[Begin SOURCE MATERIAL]
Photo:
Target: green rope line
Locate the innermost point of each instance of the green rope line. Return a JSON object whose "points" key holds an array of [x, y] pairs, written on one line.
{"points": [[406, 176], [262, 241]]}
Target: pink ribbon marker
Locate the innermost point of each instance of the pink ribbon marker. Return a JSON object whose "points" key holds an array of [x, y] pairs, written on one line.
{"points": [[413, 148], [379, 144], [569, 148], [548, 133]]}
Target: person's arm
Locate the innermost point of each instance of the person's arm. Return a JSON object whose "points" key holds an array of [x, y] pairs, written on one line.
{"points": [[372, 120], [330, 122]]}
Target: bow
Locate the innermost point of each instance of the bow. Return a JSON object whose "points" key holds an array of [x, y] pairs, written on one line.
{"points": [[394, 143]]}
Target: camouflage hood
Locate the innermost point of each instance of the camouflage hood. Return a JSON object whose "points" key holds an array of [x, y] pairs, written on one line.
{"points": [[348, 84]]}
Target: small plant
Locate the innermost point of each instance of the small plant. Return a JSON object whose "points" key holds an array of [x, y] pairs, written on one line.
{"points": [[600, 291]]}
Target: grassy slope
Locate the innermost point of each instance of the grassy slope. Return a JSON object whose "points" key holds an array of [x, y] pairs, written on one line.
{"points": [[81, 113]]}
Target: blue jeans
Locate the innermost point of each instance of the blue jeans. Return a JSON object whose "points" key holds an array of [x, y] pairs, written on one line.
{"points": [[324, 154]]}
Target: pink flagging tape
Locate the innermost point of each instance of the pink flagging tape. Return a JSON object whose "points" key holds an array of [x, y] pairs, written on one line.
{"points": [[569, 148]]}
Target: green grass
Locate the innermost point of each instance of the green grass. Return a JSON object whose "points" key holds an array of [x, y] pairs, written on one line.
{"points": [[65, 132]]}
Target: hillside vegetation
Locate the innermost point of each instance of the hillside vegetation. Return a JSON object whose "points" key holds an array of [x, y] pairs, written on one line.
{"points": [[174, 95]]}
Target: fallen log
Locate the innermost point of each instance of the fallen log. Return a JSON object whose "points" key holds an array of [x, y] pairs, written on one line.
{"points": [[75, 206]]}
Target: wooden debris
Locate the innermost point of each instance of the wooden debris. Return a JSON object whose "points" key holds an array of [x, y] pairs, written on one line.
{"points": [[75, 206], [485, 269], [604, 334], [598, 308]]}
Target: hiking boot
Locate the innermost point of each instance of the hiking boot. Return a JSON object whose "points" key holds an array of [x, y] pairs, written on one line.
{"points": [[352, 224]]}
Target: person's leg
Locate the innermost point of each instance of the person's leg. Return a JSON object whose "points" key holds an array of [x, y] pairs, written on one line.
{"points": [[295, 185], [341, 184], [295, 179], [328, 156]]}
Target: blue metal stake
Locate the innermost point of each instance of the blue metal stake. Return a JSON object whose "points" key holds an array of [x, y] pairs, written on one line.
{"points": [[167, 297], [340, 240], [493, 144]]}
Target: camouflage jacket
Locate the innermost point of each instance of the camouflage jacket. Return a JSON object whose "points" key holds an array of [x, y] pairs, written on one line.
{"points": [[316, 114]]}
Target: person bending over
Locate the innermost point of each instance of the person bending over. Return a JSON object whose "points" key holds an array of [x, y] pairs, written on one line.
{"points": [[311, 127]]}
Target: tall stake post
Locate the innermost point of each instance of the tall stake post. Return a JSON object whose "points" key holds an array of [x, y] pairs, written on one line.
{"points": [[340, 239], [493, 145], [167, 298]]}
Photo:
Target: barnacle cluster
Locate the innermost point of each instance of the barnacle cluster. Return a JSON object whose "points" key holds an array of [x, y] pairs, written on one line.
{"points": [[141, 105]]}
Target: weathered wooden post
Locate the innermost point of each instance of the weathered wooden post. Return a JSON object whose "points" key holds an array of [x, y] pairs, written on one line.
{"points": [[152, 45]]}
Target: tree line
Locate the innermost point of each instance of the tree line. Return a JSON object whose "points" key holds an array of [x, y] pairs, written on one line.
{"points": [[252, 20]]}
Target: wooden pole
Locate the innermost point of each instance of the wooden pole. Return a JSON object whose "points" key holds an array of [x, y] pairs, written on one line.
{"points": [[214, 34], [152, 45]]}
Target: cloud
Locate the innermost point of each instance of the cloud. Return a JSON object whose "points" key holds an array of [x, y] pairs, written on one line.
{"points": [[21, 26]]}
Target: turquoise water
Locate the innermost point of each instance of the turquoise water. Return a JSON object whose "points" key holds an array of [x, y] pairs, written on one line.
[End SOURCE MATERIAL]
_WRITTEN REQUEST_: Copy each record from above without leaving any out.

_OUTPUT FOR THIS TASK_:
Photo:
Target: green rope line
Locate the innermost point of each instance of the green rope line. Return a JSON object whose "points" key holds an array of [x, y] pairs, written on one line.
{"points": [[406, 176], [262, 241]]}
Target: pink ribbon marker
Locate the innermost point of each instance of the pink ribbon marker. Return a JSON object whose "points" key holds an array of [x, y] pairs, written on one line.
{"points": [[413, 148], [379, 144], [569, 148], [548, 133]]}
Target: person's arm
Locate the innermost point of each instance of the person's arm. Return a JSON object whose "points" key holds an array of [x, y] pairs, written on one line.
{"points": [[372, 120], [330, 122]]}
Target: bow
Locate the innermost point of each instance of the bow. Return a JSON object whose "points" key holds an array of [x, y] pairs, written on one line.
{"points": [[394, 143]]}
Target: camouflage hood
Locate the innermost point of each instance of the camouflage hood. Return a JSON object whose "points" key holds an array of [x, y] pairs, written on one line.
{"points": [[348, 84]]}
Target: small plant
Locate the innermost point of each instance of the small plant. Return a JSON object whose "points" key holds an array of [x, y] pairs, written on one line.
{"points": [[600, 291]]}
Target: grassy slope
Locate the innermost point of each instance of the grassy slope. Return a JSON object whose "points" key holds an array of [x, y] pairs, written on one line.
{"points": [[81, 113]]}
Target: blue jeans
Locate the innermost point of each instance of the blue jeans. Return a JSON object whose "points" key holds an array of [x, y] pairs, written on one line.
{"points": [[324, 154]]}
Target: pink flagging tape
Locate the innermost point of each instance of the pink flagging tape. Return a JSON object whose "points" key holds an array of [x, y] pairs, written on one line.
{"points": [[569, 148]]}
Target: green grass
Locate the innermost point of each instance of the green grass. Return a JSON object whose "points" key holds an array of [x, y] pairs, written on one line.
{"points": [[65, 132]]}
Target: hillside vegetation
Locate the innermost point of each instance of the hillside vegetation. Return a JSON object whose "points" key holds an array of [x, y] pairs, written on one line.
{"points": [[174, 95]]}
Target: fallen log
Locate the innermost point of each instance of the fallen log. Return a JSON object whose "points" key holds an array of [x, y] pairs, written on one line.
{"points": [[75, 206]]}
Target: wooden debris
Locate the innermost point of each instance of the wooden debris. Return a JSON object whose "points" key holds an array of [x, y] pairs, written on one line.
{"points": [[75, 206], [485, 269], [604, 334], [598, 308]]}
Target: hiking boot
Locate the innermost point of each instance of the hiking boot. Return a JSON object whose "points" key holds an array of [x, y] pairs, written on one line.
{"points": [[352, 224]]}
Target: person's leg
Locate the innermost point of each instance of the person's leg. Return a JSON object whose "points" key holds an array of [x, y] pairs, written on one line.
{"points": [[295, 185], [341, 184], [295, 179], [328, 156]]}
Target: blue metal stake
Locate the innermost point of each instance of the blue metal stake. Return a JSON object whose "points" key holds an array of [x, y] pairs, written on one line.
{"points": [[167, 297], [340, 240], [493, 144]]}
Target: camouflage jacket
Locate the innermost point of each instance of the camouflage jacket. Return a JSON object whose "points" key holds an array of [x, y] pairs, written on one line.
{"points": [[316, 114]]}
Target: person bending over
Locate the innermost point of each instance of the person bending over. Return a JSON object whose "points" key holds an array of [x, y] pairs, written on one line.
{"points": [[311, 127]]}
Target: tall stake post
Locate the innermost point of each instance of the tall stake post. Return a JSON object whose "points" key holds an array of [x, y] pairs, written on one line.
{"points": [[340, 239], [493, 145], [167, 298]]}
Photo:
Target: barnacle cluster
Locate the innermost point of each instance of the barnacle cluster. Return a JSON object whose "points" key holds an array of [x, y] pairs, written on one line.
{"points": [[141, 105]]}
Target: weathered wooden post
Locate the innermost point of each instance of the weathered wooden post. Return a JSON object whose "points" key holds an array of [x, y] pairs, written on one line.
{"points": [[152, 45]]}
Target: tree line
Locate the innermost point of each instance of the tree line. Return a JSON object whose "points" key holds an array of [x, y] pairs, written on one line.
{"points": [[252, 20]]}
Target: wooden pole
Locate the innermost point of each instance of the wooden pole. Return a JSON object whose "points" key holds an array of [x, y] pairs, written on one line.
{"points": [[214, 34], [152, 45]]}
Target: cloud
Locate the innermost point of each instance of the cloud. Return a JSON object whose "points" key holds an array of [x, y] pairs, written on one line.
{"points": [[21, 26]]}
Target: turquoise water
Locate the innermost point of each instance of the turquoise water. Return a JSON object whose "points" key holds an array of [x, y] pairs, written on one line.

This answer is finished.